▶ GIVEN EXERCISE:
Which lines in the items below contain the string "reflection"? List every such line in full, matching case exactly.

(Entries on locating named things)
++++++++

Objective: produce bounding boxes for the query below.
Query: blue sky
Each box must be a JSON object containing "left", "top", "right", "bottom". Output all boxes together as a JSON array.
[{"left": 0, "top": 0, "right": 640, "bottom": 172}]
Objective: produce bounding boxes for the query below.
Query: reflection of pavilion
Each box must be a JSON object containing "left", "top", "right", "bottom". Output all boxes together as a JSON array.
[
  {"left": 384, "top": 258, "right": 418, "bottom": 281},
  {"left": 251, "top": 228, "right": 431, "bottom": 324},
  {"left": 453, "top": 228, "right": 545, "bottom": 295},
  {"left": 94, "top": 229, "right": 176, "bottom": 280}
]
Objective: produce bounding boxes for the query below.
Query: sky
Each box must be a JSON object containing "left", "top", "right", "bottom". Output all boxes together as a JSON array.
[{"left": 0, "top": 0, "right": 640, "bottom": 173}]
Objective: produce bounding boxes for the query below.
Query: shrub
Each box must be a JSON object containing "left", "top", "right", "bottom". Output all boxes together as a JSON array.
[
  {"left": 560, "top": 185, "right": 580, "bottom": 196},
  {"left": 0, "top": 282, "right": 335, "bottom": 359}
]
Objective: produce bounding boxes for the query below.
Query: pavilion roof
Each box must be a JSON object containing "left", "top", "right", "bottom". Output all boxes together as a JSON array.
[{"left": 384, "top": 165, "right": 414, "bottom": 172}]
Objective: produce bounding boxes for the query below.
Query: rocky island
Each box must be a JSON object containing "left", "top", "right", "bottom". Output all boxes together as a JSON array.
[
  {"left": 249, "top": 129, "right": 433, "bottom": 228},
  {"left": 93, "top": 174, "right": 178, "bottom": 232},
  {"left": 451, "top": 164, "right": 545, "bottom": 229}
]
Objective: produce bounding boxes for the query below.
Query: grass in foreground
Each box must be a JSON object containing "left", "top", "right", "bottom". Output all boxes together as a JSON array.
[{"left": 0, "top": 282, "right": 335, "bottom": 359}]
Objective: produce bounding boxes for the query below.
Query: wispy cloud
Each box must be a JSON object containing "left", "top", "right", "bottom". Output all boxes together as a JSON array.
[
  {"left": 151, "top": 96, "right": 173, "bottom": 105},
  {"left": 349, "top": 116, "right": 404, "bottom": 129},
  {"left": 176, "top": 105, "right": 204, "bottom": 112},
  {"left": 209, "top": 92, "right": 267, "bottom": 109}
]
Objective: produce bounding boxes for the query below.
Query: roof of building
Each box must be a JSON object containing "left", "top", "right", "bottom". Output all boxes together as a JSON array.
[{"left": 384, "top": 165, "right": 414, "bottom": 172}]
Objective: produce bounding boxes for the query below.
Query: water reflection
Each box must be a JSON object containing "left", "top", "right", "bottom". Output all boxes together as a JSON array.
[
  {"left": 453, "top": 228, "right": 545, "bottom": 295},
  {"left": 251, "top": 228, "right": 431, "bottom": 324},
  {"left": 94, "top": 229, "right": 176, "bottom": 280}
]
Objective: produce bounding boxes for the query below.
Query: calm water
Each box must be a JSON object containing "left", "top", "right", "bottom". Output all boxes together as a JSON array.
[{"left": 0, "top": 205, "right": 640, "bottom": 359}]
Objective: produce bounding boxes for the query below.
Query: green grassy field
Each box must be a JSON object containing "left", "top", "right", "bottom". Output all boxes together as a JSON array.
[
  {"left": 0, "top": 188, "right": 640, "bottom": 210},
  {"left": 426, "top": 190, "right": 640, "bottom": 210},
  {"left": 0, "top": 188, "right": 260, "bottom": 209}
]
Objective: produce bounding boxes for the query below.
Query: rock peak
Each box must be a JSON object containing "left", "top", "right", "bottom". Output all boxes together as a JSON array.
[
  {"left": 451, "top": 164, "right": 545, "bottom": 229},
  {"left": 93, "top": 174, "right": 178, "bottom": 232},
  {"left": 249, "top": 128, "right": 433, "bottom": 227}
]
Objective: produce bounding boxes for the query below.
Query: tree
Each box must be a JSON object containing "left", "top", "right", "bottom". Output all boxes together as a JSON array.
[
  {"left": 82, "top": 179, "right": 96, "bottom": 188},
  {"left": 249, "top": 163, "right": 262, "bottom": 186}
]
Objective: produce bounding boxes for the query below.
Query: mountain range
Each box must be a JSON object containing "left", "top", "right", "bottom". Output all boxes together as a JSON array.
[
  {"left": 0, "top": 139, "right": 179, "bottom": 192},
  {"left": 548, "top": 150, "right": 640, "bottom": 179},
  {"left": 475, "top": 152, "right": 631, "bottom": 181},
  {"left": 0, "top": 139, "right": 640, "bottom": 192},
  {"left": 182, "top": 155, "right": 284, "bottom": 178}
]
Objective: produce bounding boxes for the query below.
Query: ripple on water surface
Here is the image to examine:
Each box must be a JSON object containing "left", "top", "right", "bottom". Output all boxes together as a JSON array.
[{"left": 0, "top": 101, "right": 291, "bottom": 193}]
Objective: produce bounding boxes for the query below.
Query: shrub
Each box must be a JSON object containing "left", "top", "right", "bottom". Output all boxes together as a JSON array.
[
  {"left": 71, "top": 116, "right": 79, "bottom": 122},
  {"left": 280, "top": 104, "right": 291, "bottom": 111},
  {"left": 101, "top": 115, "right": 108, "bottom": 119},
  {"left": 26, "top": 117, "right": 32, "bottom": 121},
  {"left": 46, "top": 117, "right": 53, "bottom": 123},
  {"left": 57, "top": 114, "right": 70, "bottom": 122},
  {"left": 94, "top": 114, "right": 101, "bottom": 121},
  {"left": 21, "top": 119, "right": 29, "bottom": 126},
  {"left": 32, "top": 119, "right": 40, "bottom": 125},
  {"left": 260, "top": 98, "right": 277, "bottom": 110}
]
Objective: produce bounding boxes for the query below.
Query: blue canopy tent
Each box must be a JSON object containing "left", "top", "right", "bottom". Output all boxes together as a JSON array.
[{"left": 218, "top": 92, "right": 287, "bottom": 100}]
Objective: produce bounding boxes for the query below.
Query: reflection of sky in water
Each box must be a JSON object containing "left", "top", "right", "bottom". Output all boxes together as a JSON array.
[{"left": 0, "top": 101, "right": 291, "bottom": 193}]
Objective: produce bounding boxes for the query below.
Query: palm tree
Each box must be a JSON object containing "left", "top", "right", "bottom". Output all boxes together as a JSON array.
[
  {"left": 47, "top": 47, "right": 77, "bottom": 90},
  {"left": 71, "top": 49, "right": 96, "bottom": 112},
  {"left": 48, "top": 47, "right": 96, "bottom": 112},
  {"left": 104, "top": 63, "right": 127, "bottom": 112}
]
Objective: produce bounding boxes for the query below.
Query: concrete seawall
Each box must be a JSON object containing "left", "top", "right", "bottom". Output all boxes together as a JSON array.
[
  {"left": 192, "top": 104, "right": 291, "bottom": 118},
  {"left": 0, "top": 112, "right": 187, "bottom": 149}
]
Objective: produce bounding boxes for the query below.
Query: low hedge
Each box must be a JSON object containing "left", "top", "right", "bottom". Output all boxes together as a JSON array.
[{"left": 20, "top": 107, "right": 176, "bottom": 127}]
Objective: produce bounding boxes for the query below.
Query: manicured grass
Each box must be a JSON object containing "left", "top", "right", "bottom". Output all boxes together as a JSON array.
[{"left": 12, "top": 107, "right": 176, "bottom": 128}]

++++++++

▶ WRITTEN REPLY:
Query: reflection of pavilion
Query: water reflection
Query: reflection of sky in water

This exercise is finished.